Intervention de Jean-Michel Fauvergue

Réunion du jeudi 25 octobre 2018 à 10h05
Commission des lois constitutionnelles, de la législation et de l'administration générale de la république

Photo issue du site de l'Assemblée nationale ou de WikipediaJean-Michel Fauvergue, rapporteur pour avis des programmes Police nationale et Gendarmerie nationale :

La trajectoire de hausse du budget de la police et de la gendarmerie dans le cadre du quinquennat se traduit dans le projet de loi de finances pour 2019 par une augmentation sensible des moyens financiers et des effectifs. Les engagements sont donc tenus.

Les renforts nets d'effectifs s'élèvent à 1 735 éléments pour la police nationale et à 634 pour la gendarmerie. Les crédits de paiement sont également en nette hausse, de 172 millions d'euros pour la police sur le programme 176, et de 180 millions d'euros pour la gendarmerie sur le programme 152. Comme l'année dernière, cette augmentation est plus particulièrement fléchée sur l'immobilier et les moyens roulants.

• • •

- **Consigne écrite**
Réécrivez le passage de l'extrait sur le budget de la police et de la gendarmerie qui commence par « La trajectoire de » et se poursuit jusqu'à « sont donc tenus. », en y remplaçant « sensible » par « notable ».

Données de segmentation

• • •

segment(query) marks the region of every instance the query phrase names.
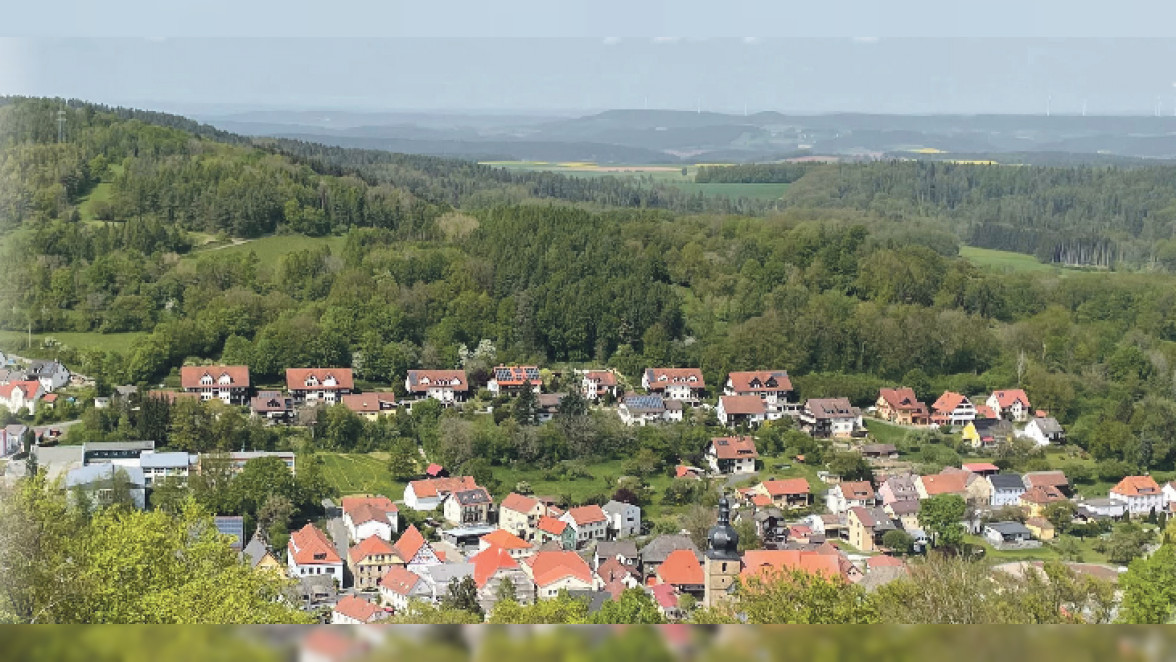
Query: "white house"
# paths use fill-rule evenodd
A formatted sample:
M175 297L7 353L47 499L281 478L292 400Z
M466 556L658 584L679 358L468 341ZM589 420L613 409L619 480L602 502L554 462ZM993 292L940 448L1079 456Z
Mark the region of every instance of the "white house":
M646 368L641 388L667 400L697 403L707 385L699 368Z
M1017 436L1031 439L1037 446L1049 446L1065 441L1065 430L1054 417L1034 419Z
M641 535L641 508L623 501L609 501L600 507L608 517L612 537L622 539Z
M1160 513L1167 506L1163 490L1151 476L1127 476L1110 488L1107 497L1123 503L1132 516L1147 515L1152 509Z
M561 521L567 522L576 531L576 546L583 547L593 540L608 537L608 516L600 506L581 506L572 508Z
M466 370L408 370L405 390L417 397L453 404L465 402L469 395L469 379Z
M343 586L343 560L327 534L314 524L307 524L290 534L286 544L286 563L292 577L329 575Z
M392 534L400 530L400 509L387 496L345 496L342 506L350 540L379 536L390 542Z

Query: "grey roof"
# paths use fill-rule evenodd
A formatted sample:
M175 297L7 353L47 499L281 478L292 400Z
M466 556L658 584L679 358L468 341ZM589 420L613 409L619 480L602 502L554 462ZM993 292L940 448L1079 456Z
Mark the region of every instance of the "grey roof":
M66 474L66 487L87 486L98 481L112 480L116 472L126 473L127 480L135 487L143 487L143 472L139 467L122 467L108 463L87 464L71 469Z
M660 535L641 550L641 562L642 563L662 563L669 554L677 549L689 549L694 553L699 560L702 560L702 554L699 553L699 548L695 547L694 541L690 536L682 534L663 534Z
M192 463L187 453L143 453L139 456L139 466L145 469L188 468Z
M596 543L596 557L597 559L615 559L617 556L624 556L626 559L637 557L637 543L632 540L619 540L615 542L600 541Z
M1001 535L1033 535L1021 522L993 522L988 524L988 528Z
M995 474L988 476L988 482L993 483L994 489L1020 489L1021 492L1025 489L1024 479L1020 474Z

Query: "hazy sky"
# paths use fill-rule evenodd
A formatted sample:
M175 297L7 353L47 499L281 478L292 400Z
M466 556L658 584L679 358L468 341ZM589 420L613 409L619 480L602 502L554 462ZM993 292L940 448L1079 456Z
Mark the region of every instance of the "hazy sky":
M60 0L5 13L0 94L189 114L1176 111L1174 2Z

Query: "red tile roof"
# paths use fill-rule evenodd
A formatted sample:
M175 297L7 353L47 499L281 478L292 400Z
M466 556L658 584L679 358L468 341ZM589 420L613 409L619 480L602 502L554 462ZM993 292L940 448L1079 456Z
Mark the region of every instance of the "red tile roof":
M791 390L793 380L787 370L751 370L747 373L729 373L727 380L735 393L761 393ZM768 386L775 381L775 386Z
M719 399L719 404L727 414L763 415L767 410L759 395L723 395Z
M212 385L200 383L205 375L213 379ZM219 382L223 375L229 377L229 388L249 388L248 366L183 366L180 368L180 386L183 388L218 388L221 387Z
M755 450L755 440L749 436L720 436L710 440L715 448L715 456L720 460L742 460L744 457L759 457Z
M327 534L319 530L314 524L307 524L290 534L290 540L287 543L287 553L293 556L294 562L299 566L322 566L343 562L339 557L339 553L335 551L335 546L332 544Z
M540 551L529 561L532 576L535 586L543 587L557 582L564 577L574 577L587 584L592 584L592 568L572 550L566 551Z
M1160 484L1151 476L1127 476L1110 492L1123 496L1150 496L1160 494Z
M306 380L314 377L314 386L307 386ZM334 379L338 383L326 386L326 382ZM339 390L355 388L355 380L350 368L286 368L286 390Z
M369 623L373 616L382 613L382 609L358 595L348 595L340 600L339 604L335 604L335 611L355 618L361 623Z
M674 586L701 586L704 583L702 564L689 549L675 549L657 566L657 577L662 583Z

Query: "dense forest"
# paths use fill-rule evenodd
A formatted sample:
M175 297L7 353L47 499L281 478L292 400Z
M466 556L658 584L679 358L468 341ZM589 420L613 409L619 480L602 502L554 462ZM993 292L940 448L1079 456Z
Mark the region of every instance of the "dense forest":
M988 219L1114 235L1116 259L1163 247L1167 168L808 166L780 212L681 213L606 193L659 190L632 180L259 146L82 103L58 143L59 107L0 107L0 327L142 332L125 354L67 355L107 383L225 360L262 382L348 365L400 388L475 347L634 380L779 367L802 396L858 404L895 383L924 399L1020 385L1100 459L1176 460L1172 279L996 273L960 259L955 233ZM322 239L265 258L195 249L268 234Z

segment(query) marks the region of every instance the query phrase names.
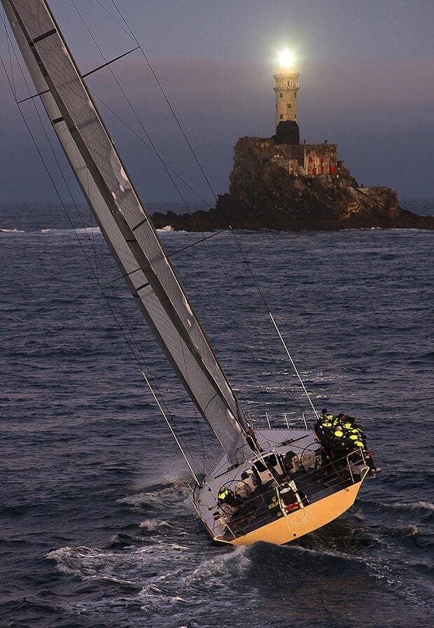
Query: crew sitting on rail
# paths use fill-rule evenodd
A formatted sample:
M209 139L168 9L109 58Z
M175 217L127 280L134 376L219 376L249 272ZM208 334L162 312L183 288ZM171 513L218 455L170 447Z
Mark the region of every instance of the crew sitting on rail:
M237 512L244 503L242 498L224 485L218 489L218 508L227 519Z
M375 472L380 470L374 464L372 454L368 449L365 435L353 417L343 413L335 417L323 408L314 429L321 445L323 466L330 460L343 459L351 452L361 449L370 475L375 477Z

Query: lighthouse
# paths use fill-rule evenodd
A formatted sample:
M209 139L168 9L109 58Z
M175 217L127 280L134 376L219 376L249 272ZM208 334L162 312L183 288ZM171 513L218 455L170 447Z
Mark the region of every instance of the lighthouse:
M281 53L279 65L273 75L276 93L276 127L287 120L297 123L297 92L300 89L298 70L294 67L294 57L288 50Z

• • •

- **Solution ci-dessous**
La trajectoire de hausse du budget de la police et de la gendarmerie dans le cadre du quinquennat se traduit dans le projet de loi de finances pour 2019 par une augmentation notable des moyens financiers et des effectifs. Les engagements sont donc tenus.